(EXCERPT PROVIDED)
##############################

It’s more than a noun.

Before I moved to Montreal, my whole inability to speak French was something that constantly weighed on my mind. In fact, it stressed me right the fuck out. Everyone would assure me that everything would be fine and I would get by and for arguments sake I have.

Although, not being able to speak the language coherently has it’s pitfalls of course. I’m really not gifted when it comes to languages. My grade nine French teacher can attest to that. In fact I’m pretty sure I only got the grade that I did just so that she wouldn’t have to deal with me again. Adult me can understand her frustration, teachers work hard and having a student who clearly didn’t give a shit obviously didn’t help. Needless to say, life was much different when I was 14.

Never, ever in a million years did I think that I would end up here.

It would have been much easier to take a course when I first moved here, except I ended up getting a job right away and well when you work in a kitchen; your schedule is so erratic that anything that requires you to have a set schedule is pretty much impossible most of the time.

##############################

(STUDY QUESTIONS)
1. In one to three sentences, explain why the writer of the Montreal piece found it hard to take a French course after arriving in the city.
2. Extend the Montreal piece past its final sentence, keeping the same casual first-person voice.
The saved entries that come next have no connection to the Montreal piece.

[Saved entries]
##############################

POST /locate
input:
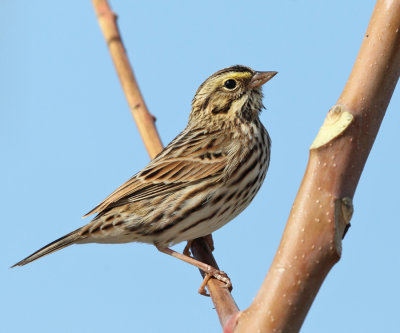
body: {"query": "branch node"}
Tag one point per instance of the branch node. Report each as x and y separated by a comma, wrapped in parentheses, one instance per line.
(343, 213)
(336, 122)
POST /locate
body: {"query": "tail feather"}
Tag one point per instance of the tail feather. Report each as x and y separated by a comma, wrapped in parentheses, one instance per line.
(58, 244)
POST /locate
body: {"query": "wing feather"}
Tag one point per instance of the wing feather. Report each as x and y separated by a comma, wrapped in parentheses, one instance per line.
(193, 156)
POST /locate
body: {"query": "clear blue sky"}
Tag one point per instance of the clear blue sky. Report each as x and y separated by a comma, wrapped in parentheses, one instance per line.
(67, 140)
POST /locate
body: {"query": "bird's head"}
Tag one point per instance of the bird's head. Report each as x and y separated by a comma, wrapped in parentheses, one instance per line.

##############################

(RESULTS)
1. The writer got a kitchen job right after moving to Montreal. Kitchen work brings such an erratic schedule that anything requiring a set schedule, like a course, is pretty much impossible most of the time.

2.
So after my ex and I split and I started doing my own thing, I started to partake in a conversational French course that was offered at a local un-employment center in the neighbouring borough. It was a great course while I was actively participating in it, then I got sick with a hellish lung infection and ended up missing so many classes, I decided that there was no real point in going back for the time being.

Then just for the hell of it, I started taking a beginner class at a local college here. Except that’s not entirely cost effective at best (it was $250.00 per class and there’s 5 levels)–and- for it to be effective at all in a learning sense, you need to be consistent and keep at it. So last winter before my father passed away, I enrolled into the same class that was offered at the center that I had taken before. It was cost effective and I had the time. Then I lost my dad and trying to tackle a French course two weeks after loosing your dad is foolish at best. Yet, I thought that it was worth a shot. So I went to a few classes while struggling to deal with the loss of my dad and the ton of drama that came along with it.

Worst. Idea. Ever.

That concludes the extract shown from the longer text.